TASK REQUIREMENTS: Rewrite every line of the records below, from the line containing "Hi there — would you mind identifying the sidewalk" down to the line containing "0, 58, 150, 94", both included, with the requests kept in. Add 20 to each bounding box coordinate in the answers.

○ ○ ○ ○ ○ ○ ○

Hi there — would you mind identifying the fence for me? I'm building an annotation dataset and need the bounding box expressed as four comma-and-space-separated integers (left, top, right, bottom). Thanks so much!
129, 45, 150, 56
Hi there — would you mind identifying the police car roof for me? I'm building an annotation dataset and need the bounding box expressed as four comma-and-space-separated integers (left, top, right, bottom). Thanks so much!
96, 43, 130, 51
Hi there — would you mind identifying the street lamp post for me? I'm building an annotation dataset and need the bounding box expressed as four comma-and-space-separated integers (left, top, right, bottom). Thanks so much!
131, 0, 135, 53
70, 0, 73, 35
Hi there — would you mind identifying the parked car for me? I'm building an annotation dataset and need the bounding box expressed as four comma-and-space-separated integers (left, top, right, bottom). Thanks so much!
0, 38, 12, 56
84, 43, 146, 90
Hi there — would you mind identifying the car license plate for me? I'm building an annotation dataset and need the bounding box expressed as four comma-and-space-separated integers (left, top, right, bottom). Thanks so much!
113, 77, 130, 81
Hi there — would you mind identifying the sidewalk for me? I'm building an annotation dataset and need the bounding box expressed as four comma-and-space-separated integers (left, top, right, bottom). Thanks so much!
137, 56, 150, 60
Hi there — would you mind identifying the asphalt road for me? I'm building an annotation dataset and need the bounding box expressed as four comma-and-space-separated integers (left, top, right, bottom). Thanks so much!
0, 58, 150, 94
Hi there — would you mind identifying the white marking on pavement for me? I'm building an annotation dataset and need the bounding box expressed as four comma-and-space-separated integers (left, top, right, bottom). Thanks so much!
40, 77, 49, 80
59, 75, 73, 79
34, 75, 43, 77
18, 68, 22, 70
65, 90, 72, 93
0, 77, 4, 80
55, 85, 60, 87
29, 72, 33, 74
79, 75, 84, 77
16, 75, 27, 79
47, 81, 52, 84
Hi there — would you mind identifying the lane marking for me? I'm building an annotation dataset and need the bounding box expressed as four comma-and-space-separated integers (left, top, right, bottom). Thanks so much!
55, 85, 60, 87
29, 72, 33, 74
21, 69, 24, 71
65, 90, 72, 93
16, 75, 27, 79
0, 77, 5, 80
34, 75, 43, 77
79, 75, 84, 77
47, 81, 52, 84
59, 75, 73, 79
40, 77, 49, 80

○ ○ ○ ○ ○ ○ ○

SOLUTION TO THIS EXERCISE:
Hi there — would you mind identifying the sidewalk for me? I'm building an annotation dataset and need the bounding box expressed as four comma-and-space-separated integers (left, top, right, bottom). Thanks so much!
157, 76, 170, 80
Hi there — would you mind identifying the asphalt road for me? I'm building an annotation dataset and need the bounding box expressed as four comma-and-space-separated integers (left, top, right, bottom). Thanks so much!
20, 78, 170, 114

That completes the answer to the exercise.